**WRITTEN PROBLEM**.
State how many lines in the rows below contain the string "thumb", counting case as significant, and give only that number.

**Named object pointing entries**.
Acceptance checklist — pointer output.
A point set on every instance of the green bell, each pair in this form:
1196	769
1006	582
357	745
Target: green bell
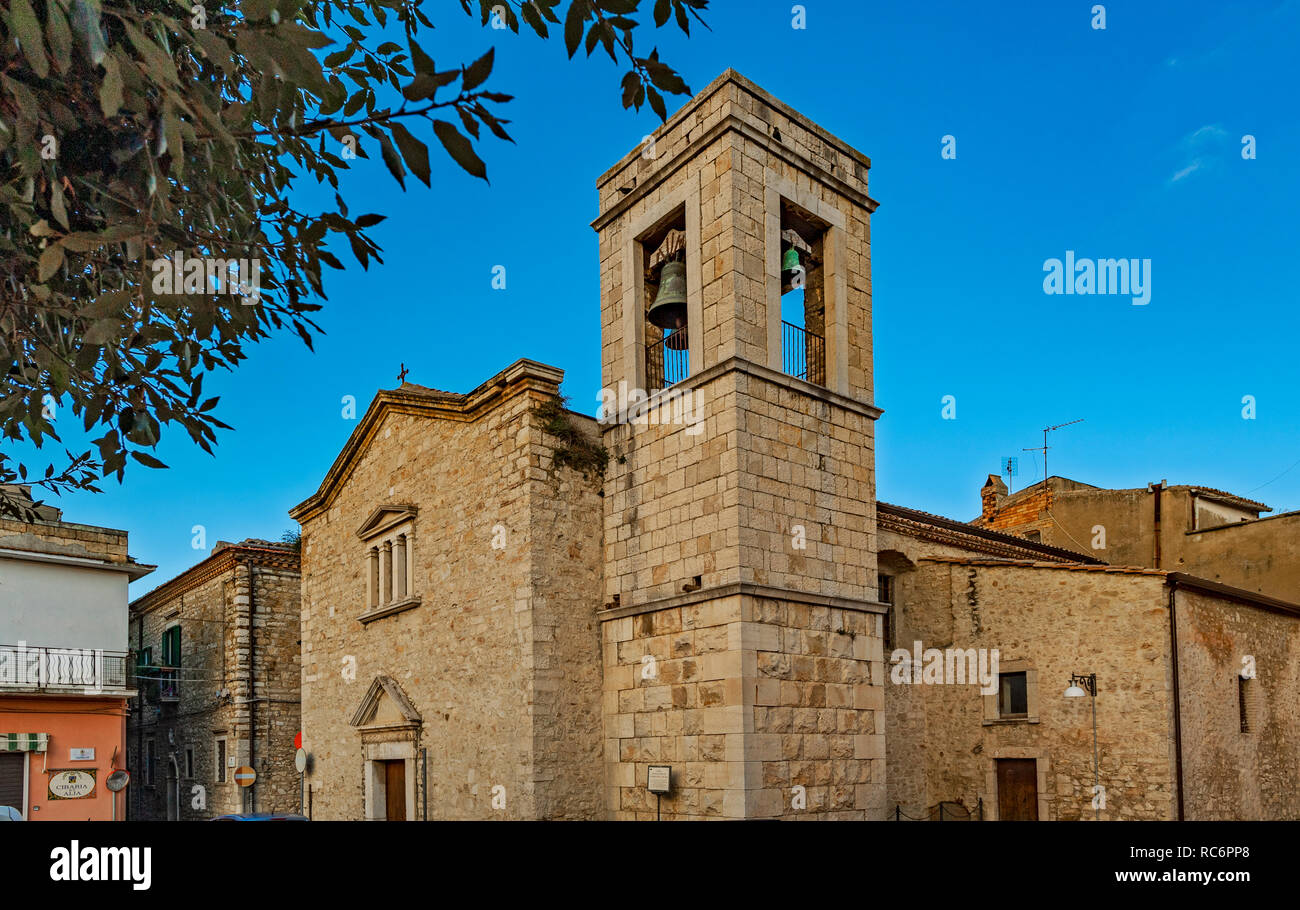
791	267
668	310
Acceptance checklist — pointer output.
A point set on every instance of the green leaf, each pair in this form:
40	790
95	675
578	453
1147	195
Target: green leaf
415	152
111	90
26	29
573	24
102	332
59	34
147	460
479	70
391	159
86	26
50	261
421	61
459	148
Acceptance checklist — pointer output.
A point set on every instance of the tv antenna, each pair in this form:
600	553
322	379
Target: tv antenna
1044	446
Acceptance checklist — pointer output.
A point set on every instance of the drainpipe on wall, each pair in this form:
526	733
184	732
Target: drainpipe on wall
1178	700
252	693
139	702
1156	489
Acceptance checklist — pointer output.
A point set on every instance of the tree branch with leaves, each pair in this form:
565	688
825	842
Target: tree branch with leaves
135	134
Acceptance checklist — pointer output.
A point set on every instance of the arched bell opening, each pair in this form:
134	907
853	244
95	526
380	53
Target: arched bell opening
667	330
802	294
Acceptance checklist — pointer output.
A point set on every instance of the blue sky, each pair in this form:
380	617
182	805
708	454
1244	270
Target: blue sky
1116	143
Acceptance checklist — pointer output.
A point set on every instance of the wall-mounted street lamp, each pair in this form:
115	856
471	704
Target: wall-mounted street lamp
1083	685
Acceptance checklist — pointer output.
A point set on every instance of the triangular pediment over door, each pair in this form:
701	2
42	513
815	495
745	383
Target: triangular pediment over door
385	705
385	518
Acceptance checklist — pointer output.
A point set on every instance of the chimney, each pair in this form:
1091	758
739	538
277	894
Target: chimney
991	497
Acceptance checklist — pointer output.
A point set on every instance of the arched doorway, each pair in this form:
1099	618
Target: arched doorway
173	791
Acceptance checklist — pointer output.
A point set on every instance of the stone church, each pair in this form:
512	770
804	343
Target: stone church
694	610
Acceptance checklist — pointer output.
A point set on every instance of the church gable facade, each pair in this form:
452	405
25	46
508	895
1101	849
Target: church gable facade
438	616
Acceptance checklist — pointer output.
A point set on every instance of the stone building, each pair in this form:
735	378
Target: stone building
451	568
1195	529
514	611
217	675
64	681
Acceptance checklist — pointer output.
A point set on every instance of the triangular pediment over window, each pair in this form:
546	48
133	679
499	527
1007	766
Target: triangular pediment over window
385	518
385	705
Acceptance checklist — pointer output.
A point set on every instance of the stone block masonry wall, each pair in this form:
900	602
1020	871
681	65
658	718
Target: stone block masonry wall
945	740
672	502
806	492
213	688
566	662
66	537
501	658
763	709
460	654
1229	774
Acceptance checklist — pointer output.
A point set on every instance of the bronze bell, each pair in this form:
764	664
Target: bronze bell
668	310
791	267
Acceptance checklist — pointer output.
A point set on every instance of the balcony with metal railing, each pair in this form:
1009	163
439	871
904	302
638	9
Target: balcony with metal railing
667	360
82	670
802	354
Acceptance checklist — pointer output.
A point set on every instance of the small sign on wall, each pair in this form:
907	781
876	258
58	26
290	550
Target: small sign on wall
659	779
74	784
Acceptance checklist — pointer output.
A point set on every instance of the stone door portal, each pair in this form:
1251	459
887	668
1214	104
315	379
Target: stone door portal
1017	789
394	789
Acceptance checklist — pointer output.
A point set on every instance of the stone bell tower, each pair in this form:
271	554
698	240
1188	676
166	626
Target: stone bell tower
741	629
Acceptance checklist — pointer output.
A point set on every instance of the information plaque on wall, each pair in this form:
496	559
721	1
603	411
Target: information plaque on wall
659	779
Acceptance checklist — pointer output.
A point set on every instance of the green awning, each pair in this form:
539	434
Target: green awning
24	741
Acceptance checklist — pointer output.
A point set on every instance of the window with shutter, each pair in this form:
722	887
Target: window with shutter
170	676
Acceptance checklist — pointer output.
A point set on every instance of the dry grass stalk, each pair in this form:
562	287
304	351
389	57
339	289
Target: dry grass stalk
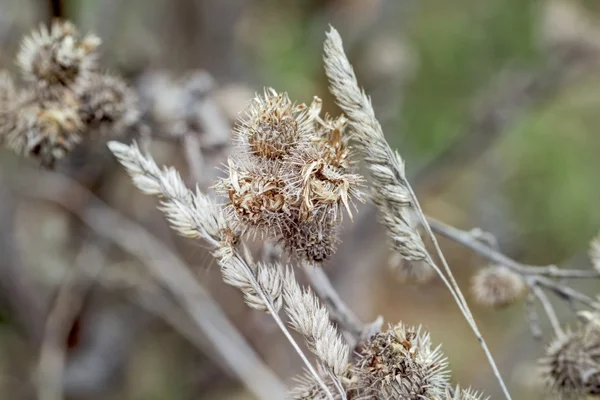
196	215
392	192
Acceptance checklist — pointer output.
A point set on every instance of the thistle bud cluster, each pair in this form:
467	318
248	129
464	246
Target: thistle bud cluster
64	96
291	175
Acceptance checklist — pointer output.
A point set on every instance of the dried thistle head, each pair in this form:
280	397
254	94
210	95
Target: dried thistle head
571	365
497	286
257	201
292	177
314	241
272	126
53	131
321	184
400	363
107	103
57	56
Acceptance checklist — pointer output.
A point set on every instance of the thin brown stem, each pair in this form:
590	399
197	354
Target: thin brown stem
548	309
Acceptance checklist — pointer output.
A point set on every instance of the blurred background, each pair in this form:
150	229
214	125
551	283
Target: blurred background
495	104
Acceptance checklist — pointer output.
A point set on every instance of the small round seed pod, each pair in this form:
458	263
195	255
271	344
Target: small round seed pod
272	126
57	56
108	104
400	364
570	367
314	241
53	134
497	286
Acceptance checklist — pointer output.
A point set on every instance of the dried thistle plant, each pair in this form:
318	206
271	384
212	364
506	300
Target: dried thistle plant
400	363
65	97
195	215
290	176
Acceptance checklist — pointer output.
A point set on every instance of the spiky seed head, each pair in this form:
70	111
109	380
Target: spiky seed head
272	126
107	103
8	98
257	201
314	241
57	56
571	365
53	134
464	394
400	363
321	185
307	388
497	286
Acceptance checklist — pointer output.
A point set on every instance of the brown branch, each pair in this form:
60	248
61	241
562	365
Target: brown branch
466	239
68	304
166	267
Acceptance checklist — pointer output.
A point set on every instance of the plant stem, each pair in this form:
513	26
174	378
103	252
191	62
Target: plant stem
458	293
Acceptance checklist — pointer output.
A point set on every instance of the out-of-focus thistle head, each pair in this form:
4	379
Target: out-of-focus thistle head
291	176
107	103
52	131
272	126
400	363
571	365
497	286
57	56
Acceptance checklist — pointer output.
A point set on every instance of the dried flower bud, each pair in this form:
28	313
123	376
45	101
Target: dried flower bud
107	103
53	132
321	185
257	202
272	126
497	286
314	241
57	56
571	366
400	364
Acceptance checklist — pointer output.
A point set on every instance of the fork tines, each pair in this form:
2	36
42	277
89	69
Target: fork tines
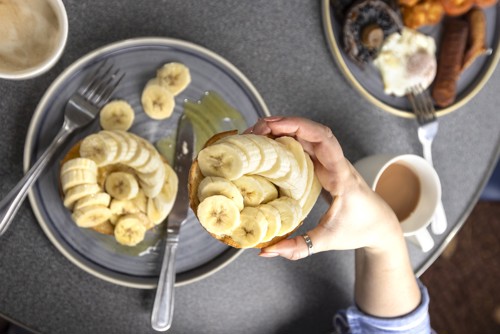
101	84
422	104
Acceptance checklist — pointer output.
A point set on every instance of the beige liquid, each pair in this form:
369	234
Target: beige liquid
399	186
29	31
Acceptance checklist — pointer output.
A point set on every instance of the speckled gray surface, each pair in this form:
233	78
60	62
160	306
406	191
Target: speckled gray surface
281	48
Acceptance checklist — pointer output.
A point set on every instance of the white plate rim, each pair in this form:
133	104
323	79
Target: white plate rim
165	41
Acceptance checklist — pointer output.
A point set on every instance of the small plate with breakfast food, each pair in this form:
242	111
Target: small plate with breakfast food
385	47
104	200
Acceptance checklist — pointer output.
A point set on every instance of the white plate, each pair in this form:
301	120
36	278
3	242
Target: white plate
199	254
369	84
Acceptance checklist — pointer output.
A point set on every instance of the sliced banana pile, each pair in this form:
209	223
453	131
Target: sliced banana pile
119	185
252	191
158	97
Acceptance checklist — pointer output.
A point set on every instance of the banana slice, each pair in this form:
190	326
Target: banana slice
174	76
252	228
123	153
79	163
290	213
76	177
157	101
98	149
153	163
218	214
250	189
166	198
282	165
140	201
292	180
297	187
123	207
154	214
152	183
249	147
141	154
215	185
130	230
91	215
117	115
78	192
100	198
268	154
224	160
273	218
121	185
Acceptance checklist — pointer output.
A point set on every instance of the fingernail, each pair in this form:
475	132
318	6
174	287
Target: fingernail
268	254
272	118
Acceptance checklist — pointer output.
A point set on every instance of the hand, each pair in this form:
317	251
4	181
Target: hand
357	217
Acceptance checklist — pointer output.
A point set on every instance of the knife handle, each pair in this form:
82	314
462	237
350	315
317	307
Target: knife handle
163	309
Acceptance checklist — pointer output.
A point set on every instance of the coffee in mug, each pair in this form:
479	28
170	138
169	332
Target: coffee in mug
399	187
32	35
410	186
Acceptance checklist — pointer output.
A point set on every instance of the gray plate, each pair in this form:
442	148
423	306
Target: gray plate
369	84
199	254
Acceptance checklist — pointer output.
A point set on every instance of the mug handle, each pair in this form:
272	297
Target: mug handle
423	239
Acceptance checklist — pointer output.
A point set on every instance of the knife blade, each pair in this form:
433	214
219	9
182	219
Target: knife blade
163	308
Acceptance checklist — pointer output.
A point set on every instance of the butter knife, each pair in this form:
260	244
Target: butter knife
163	308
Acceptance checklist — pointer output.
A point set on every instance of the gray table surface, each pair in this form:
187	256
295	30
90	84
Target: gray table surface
280	46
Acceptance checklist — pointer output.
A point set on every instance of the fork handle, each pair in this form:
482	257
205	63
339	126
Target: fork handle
11	203
163	308
427	152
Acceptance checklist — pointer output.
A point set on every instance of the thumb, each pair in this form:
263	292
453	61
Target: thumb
291	249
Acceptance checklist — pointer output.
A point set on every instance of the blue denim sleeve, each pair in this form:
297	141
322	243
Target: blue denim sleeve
354	321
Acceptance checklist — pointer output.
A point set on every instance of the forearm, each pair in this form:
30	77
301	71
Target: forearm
385	283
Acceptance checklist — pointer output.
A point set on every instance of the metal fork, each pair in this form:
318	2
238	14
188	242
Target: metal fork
82	107
423	107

**RESPONSE BELOW**.
2